■ Supplied records ■
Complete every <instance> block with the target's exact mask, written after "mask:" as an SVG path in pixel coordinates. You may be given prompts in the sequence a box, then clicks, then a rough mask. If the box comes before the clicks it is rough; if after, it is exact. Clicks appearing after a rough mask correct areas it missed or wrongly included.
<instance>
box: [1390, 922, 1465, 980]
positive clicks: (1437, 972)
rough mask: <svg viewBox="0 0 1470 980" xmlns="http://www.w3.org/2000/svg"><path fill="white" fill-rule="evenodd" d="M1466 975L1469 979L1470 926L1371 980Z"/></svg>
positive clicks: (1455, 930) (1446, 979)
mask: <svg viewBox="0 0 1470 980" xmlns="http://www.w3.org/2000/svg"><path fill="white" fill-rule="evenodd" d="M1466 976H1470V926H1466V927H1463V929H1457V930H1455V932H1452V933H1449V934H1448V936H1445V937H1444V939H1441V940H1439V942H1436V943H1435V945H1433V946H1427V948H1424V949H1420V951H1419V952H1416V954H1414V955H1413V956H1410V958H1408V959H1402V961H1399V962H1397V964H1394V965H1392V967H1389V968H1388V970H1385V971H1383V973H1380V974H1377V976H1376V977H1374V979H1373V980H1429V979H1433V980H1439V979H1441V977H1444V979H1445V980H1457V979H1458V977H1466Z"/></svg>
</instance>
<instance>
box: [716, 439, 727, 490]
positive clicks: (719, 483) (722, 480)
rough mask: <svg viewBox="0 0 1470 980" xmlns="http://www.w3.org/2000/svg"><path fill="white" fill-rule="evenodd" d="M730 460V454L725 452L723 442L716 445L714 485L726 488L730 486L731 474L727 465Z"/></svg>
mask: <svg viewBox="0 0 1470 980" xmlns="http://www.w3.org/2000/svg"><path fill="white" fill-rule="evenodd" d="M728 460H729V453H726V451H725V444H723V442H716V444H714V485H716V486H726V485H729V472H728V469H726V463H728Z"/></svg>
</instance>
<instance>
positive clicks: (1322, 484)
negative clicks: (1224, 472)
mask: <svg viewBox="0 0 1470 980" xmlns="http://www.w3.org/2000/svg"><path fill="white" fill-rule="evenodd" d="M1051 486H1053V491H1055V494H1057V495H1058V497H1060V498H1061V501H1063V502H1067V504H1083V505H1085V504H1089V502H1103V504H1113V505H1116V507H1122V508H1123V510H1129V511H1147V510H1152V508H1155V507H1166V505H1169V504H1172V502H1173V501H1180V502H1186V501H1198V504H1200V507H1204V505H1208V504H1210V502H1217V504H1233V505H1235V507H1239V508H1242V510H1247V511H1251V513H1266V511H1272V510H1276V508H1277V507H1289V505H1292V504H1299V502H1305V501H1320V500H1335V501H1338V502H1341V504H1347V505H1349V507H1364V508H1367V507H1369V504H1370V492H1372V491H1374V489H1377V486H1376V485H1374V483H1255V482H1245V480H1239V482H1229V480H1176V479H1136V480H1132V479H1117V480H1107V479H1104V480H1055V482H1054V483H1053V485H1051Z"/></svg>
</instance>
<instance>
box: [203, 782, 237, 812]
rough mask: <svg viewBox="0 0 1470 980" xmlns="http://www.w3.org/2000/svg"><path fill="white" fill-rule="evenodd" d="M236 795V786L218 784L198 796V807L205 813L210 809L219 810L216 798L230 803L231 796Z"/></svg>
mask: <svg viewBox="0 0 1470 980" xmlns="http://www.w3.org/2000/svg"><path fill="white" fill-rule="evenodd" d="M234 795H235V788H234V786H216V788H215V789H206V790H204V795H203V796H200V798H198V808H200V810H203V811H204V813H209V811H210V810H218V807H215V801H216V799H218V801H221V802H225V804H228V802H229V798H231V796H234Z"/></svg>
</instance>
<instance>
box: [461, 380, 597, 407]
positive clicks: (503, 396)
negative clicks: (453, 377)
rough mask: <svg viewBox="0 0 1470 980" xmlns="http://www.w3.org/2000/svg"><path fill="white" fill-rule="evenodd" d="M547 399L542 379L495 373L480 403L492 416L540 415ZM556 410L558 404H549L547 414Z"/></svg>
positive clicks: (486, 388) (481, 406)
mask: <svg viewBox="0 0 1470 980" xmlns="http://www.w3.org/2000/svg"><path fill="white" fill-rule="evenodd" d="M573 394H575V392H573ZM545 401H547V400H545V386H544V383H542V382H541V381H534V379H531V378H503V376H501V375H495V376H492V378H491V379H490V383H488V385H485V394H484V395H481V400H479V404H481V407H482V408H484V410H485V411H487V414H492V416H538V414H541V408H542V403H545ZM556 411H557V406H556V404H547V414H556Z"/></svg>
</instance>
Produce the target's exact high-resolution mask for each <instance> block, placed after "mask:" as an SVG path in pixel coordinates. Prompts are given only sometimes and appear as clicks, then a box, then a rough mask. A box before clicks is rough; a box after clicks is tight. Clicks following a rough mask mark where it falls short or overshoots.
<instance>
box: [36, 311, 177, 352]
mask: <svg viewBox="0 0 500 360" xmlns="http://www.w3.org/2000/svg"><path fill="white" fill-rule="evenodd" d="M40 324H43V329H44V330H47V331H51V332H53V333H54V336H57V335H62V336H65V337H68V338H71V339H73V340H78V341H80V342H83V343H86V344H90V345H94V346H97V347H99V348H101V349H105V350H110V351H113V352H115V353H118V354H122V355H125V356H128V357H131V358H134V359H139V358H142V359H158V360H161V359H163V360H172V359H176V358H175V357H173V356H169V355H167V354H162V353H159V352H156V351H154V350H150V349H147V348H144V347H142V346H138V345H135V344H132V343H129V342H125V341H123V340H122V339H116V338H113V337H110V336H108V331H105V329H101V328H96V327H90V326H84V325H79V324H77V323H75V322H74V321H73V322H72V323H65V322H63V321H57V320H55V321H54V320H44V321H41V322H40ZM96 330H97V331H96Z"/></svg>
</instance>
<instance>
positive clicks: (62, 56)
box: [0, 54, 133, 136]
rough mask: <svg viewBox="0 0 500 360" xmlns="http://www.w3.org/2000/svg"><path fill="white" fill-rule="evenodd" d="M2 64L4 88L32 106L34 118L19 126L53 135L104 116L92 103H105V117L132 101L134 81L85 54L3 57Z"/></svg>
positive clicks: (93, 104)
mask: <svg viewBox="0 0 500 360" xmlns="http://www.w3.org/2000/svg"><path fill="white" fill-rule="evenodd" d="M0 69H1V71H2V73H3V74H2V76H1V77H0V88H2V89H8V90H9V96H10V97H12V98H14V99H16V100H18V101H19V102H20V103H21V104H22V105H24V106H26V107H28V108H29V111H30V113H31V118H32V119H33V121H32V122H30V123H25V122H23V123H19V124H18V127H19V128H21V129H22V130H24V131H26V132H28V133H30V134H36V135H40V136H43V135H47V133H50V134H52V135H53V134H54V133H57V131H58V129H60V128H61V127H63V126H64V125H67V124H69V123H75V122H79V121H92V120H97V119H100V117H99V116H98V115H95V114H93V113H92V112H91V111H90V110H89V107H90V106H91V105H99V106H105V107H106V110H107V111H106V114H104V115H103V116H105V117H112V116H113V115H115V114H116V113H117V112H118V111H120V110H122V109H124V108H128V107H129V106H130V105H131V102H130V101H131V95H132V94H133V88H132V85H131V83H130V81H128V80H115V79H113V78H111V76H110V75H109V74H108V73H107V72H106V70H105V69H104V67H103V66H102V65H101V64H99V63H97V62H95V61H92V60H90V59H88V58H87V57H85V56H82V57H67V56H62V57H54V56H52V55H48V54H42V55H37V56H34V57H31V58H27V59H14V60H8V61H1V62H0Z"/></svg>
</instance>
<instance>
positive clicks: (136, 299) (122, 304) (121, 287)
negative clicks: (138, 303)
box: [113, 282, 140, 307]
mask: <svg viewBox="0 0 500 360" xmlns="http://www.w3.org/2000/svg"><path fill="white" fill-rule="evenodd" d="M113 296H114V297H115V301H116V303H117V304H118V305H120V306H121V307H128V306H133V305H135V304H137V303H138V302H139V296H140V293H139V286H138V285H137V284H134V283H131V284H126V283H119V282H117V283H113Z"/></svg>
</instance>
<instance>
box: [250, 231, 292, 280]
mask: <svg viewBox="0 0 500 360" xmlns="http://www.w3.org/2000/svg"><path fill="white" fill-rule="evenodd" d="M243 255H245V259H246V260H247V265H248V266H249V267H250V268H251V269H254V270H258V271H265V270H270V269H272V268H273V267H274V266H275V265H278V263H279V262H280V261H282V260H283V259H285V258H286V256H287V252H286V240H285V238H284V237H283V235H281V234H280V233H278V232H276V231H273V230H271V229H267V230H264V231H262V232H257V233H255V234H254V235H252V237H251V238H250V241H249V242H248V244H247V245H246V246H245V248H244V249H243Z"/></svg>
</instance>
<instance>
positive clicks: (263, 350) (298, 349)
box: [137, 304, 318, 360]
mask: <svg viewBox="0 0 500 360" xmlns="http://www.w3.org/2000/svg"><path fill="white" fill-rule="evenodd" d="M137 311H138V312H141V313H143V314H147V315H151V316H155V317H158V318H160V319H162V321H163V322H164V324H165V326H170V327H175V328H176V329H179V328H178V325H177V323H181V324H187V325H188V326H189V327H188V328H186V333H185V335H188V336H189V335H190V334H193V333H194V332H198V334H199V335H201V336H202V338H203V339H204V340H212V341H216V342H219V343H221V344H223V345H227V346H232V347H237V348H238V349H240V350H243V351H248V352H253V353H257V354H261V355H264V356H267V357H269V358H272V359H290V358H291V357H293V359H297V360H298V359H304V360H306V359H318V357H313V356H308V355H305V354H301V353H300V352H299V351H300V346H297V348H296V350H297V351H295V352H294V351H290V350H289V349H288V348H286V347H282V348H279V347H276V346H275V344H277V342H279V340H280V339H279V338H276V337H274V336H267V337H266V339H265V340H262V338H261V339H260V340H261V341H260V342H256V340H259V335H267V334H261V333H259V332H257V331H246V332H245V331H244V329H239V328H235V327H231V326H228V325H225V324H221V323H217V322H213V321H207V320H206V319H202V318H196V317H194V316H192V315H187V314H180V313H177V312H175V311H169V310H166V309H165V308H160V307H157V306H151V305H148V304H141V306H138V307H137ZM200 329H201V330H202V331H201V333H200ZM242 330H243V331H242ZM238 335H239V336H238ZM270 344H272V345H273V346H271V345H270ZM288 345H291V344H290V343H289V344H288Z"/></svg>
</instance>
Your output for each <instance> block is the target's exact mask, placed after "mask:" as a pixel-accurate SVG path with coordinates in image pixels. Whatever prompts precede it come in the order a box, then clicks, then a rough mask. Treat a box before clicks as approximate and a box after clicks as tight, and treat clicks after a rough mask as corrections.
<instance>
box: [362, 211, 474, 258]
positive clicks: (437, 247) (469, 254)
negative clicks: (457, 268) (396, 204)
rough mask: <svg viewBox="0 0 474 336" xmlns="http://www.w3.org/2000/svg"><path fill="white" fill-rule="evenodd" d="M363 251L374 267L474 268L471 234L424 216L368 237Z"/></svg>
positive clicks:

■ The task ■
Begin with the line that has "box: [36, 311, 177, 352]" in the listing above and end after the line that has "64L4 88L32 106L34"; output those lines exactly.

■ Task solution ■
box: [36, 311, 177, 352]
mask: <svg viewBox="0 0 500 360" xmlns="http://www.w3.org/2000/svg"><path fill="white" fill-rule="evenodd" d="M40 324H43V329H44V330H47V331H51V332H53V333H54V336H57V335H62V336H65V337H68V338H71V339H73V340H78V341H80V342H83V343H86V344H90V345H94V346H97V347H99V348H101V349H105V350H110V351H113V352H115V353H118V354H122V355H125V356H128V357H131V358H134V359H139V358H142V359H158V360H161V359H163V360H172V359H176V358H175V357H173V356H169V355H167V354H162V353H159V352H156V351H154V350H150V349H147V348H144V347H142V346H138V345H135V344H132V343H129V342H125V341H123V340H122V339H116V338H113V337H110V336H108V331H105V329H101V328H96V327H90V326H84V325H79V324H77V323H75V322H74V321H73V322H72V323H65V322H63V321H57V320H55V321H54V320H44V321H41V322H40ZM96 330H97V331H96Z"/></svg>
</instance>
<instance>
positive clicks: (62, 56)
box: [0, 54, 133, 136]
rough mask: <svg viewBox="0 0 500 360" xmlns="http://www.w3.org/2000/svg"><path fill="white" fill-rule="evenodd" d="M2 64L4 88L32 106L34 118L19 126L53 135L104 116L92 103H105V117L132 101L134 81L85 54L3 57Z"/></svg>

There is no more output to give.